- Exercise instructions:
1. Sum up the post about the small drawer in two sentences.
2. In the post about the small drawer, what did the drawer cost?
3. From the post about the small drawer, retype the part that opens with the words containing "Printers cabinet –" and closes with "see the value.".

::: Page excerpt

Ok, so I told you we didn’t leave Midland empty handed, and that is definitely true! While we didn’t find a library card catalog, some of you may have cleverly spotted something similar in one of yesterdays photos…

Printers cabinet – I also love printer’s cabinets but definitely don’t have enough tiny stuff to fill up one of those. This one was reasonable priced because it was missing a few drawers. I’m not an antiques connoisseur by any means, but there weren’t many things that I balked at the cost of (except that monkey lamp). They may have been expensive, but I could see the value.

Do you see it?

How about now?

I decided this cute little drawer could hold off my desire for a library card catalog, so home it came! For a mere $24.07.

I am not really sure what “special trips” means or what tiny things special trips involve…also, I was having a really hard time getting my camera to take an image where the text was sharp. Bah.

Now, I could have just filled it up as it was, but I thought it might be nice to have some dividers for tiny things and some bright colors, too. So I worked on it for a while, and here is my new storage:

With a pop of color

It isn’t quite filled up yet, but I’m sure I’ll find a few more things to put in there as I work in my craft room.

As of now there are some stamps, some weaving supplies, some tiny clothespins…and lots of happy color!

::::::
::: Source material

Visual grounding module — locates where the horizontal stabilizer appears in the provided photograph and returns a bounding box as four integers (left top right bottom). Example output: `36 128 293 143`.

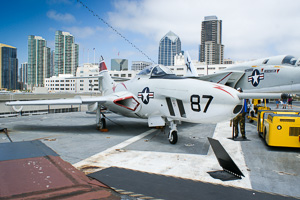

::::::

- Expected answers:
1. The writer didn't leave Midland empty handed and bought a small drawer for $24.07 to hold off a desire for a library card catalog. The writer added dividers and bright colors, and the drawer now holds stamps, weaving supplies and tiny clothespins, though it isn't quite filled up yet.

2. $24.07

3.
Printers cabinet – I also love printer’s cabinets but definitely don’t have enough tiny stuff to fill up one of those. This one was reasonable priced because it was missing a few drawers. I’m not an antiques connoisseur by any means, but there weren’t many things that I balked at the cost of (except that monkey lamp). They may have been expensive, but I could see the value.